Summarize the passage below on pollution and mangrove recovery in the Niger Delta in three sentences.

§ **Excerpt to read**:
•••
It should be recalled that unlicensed refining has been flagged as one of the significant causes of pollution in the Niger Delta, and in Bayelsa in particular. Among the suggestions that have been made for tackling this problem is that the Federal Government should harness the skills and energy of youth in the Niger Delta by granting them licences within a regulatory framework to operate modular or artisanal refineries. Surprisingly the PIA is silent on this issue: although it sets out sanctions to punish those engaging in unlicensed refining, it does not address the licensing or regulation of modular refineries.424
Simply removing or neutralising contaminants is not, on its own, enough to remediate the damage done by hydrocarbon pollution. As Chapter Two outlined, the Niger Delta has lost over 40 percent of its mangrove forests since oil production began.425 This depletion has exacerbated local communities’ exposure to a wide range of environmental risks, since mangroves provide natural beneficial functions such as flood mitigation, storm protection and erosion control. In addition, the loss of trees has also affected the livelihoods of households that depend on natural resources, since mangroves are an important source of fuelwood as well as breeding and nursery sites for many fish species. Populations of many important animal species have dropped significantly with the loss of mangroves. Therefore, a best practice remediation programme should also include initiatives to aid environmental recovery.426
International experience suggests that the key to accelerating environmental recovery is to replant mangrove forests. These forests act as a cornerstone for entire ecosystems by providing a habitat for countless species as well as anchoring contaminated sediment. The process of planting and maintaining mangroves also has considerable job creation potential. Restoration, however, needs to be carefully managed, with specialist mangrove nurseries overseeing the growing of saplings and their effective transplantation with sufficient uncontaminated soil to allow them to establish themselves. The stewardship of the recovery programme by skilled professionals would make a large difference to its overall impact.427
In Bayelsa, the Commission proposes that investment should be undertaken in several specialist mangrove nurseries, ideally connected to a university or research facility, to develop and deliver an extensive replanting programme to complement the physical remediation being undertaken. This should be accompanied by training opportunities for local communities, as a labour-intensive mangrove replanting programme could provide an important source of livelihood generation and diversification.
•••
§ **Saved entries**:
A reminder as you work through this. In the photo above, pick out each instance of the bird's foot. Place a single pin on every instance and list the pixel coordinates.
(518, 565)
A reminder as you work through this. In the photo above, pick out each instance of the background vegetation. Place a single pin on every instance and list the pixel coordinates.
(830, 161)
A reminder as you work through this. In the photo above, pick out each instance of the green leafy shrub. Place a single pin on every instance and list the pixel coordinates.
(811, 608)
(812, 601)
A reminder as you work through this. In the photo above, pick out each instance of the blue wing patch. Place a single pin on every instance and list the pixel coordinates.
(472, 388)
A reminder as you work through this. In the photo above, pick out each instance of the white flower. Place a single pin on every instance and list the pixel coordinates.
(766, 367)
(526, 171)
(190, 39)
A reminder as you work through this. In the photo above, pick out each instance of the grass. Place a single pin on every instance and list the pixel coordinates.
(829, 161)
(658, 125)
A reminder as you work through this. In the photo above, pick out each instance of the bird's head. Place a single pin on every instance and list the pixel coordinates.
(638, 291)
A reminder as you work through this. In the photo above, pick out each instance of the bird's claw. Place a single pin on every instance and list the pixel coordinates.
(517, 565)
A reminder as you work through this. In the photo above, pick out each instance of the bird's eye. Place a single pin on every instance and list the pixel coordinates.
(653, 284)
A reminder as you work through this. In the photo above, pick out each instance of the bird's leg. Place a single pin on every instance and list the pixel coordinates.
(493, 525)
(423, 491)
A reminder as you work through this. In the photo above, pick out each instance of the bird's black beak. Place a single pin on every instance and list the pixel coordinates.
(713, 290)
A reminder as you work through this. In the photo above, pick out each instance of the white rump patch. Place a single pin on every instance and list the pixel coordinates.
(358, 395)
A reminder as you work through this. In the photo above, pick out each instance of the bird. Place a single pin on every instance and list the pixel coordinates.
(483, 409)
•••
§ **Answer**:
Unlicensed refining is a significant cause of pollution in the Niger Delta, and the PIA sets sanctions against it but is silent on licensing or regulating modular refineries, which some have suggested granting to Niger Delta youth. Removing contaminants alone is not enough to remediate the damage, because the region has lost over 40 percent of its mangroves, so remediation should also aid environmental recovery, chiefly by replanting mangrove forests under skilled management. In Bayelsa, the Commission proposes investing in specialist mangrove nurseries, ideally connected to a university or research facility, together with training for local communities, since a labor-intensive replanting program could provide livelihoods.